## Data to examine
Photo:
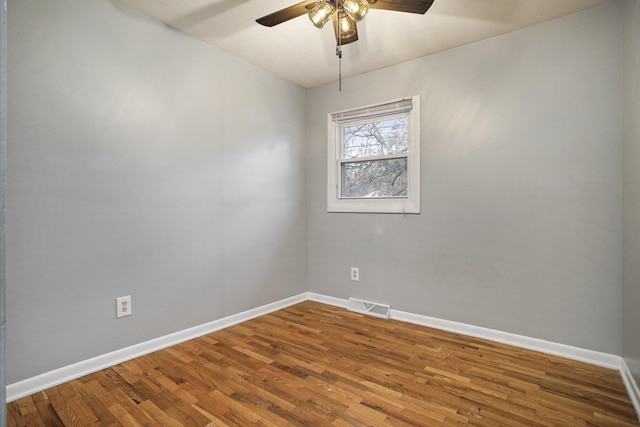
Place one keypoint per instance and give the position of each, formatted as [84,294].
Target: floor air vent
[367,307]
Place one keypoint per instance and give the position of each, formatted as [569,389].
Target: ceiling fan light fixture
[321,13]
[344,26]
[356,9]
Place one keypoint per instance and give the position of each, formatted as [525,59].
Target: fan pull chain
[339,54]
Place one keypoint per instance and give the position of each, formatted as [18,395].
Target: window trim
[403,205]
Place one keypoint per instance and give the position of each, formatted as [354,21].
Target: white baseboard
[49,379]
[67,373]
[631,385]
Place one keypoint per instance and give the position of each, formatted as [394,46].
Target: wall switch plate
[123,306]
[355,274]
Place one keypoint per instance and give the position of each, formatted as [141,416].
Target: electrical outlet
[123,306]
[355,274]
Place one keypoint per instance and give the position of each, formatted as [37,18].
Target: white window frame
[335,121]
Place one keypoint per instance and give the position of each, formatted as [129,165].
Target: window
[374,158]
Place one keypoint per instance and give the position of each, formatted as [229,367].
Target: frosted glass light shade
[356,9]
[321,13]
[344,26]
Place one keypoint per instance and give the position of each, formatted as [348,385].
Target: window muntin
[374,158]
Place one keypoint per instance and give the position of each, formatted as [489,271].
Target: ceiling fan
[343,13]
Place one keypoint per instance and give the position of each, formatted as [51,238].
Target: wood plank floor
[318,365]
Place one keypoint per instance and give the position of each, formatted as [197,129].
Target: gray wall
[142,162]
[631,186]
[520,227]
[3,154]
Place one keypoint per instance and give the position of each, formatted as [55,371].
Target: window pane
[377,138]
[377,178]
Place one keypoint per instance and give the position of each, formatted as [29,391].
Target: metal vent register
[368,307]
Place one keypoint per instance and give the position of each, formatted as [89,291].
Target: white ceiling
[304,54]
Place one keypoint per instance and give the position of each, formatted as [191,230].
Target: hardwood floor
[318,365]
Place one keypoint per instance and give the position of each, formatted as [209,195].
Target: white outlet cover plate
[123,306]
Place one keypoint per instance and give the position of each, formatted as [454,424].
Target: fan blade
[285,14]
[411,6]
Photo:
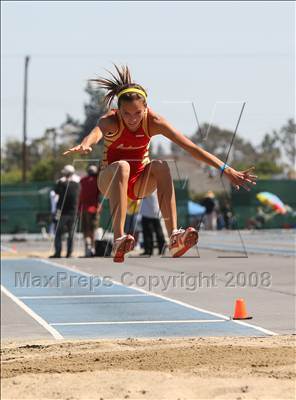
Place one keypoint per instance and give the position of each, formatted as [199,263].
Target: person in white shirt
[151,224]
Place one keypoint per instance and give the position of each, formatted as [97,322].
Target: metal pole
[27,58]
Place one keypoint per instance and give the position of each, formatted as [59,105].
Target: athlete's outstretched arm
[237,178]
[85,146]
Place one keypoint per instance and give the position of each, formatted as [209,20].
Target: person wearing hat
[67,189]
[89,208]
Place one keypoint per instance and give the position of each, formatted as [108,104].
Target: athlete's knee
[122,168]
[160,167]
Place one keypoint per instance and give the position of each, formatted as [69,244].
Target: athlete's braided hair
[116,84]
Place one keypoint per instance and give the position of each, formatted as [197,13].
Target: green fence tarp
[26,207]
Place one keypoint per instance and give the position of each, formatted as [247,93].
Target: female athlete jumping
[126,170]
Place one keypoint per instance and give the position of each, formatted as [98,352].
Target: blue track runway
[71,304]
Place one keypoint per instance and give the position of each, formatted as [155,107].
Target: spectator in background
[227,214]
[151,224]
[211,205]
[53,197]
[90,208]
[67,188]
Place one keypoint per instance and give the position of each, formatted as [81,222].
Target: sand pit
[198,368]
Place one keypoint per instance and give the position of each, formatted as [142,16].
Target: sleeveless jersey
[124,144]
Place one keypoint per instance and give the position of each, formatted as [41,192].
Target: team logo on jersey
[122,147]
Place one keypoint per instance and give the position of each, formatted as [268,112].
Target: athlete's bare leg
[112,182]
[157,176]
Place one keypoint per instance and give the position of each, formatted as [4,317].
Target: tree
[220,142]
[93,110]
[12,155]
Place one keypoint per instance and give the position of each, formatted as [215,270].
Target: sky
[213,55]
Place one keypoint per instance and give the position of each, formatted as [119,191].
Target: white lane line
[32,314]
[79,296]
[259,328]
[184,321]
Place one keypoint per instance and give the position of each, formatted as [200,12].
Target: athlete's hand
[81,148]
[245,179]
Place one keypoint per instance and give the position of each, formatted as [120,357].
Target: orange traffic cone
[240,311]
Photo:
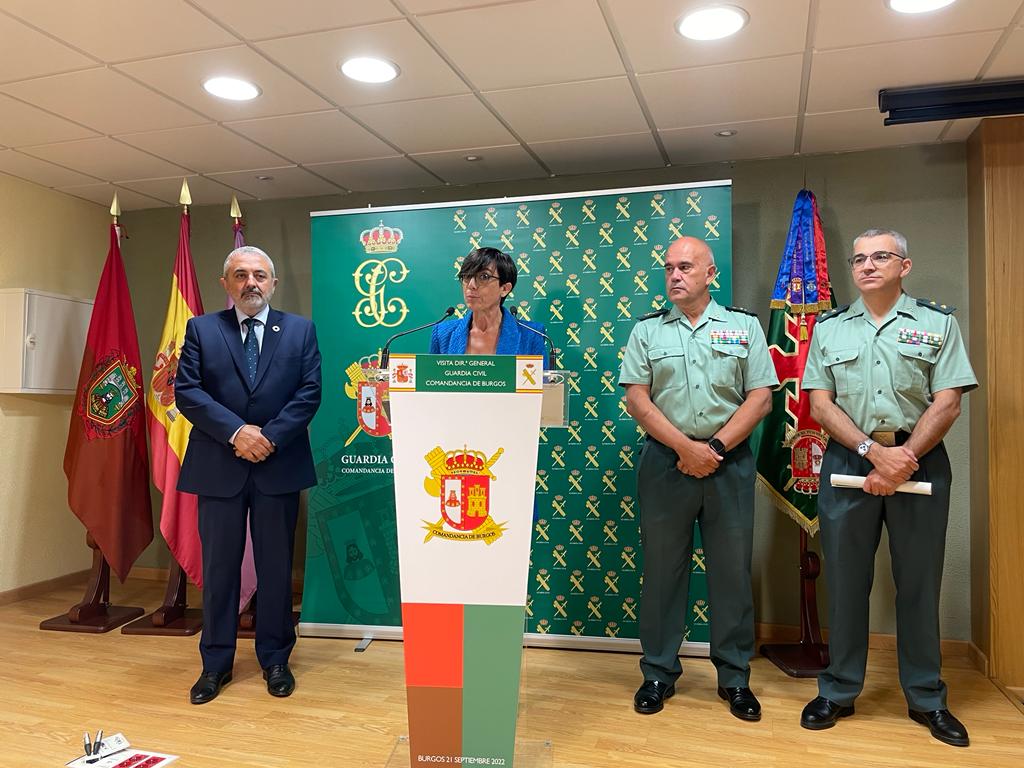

## Work required
Please reproduce the listing exactly from its opening line through the line that contains "formatted as [37,18].", both included, with all pictures omitted.

## Response
Photo:
Place one keypoint per instance and give the position of each, formatted as [84,294].
Target: floor air vent
[367,307]
Place one keypoint per instance and give the position of each, formatted as [569,389].
Target: ceiling fan light fixture
[321,13]
[344,26]
[356,9]
Place one keypoint per instance and give the position of each, formatted as [525,59].
Target: fan pull chain
[339,54]
Place one keypoint per instance and give the position of each, formatted as [18,395].
Target: window trim
[403,205]
Place one keypoint per instance and give the position of each, formatted as [354,21].
Target: white baseboard
[49,379]
[67,373]
[631,385]
Place one keypoint per instance and give the position of each, formatted as [394,46].
Target: wall switch plate
[123,306]
[355,274]
Place one keypoint per instance and give the position of each, formatted as [141,416].
Target: electrical outlet
[123,306]
[355,274]
Place one keypoint per instance and give the position of each, formatted as [37,18].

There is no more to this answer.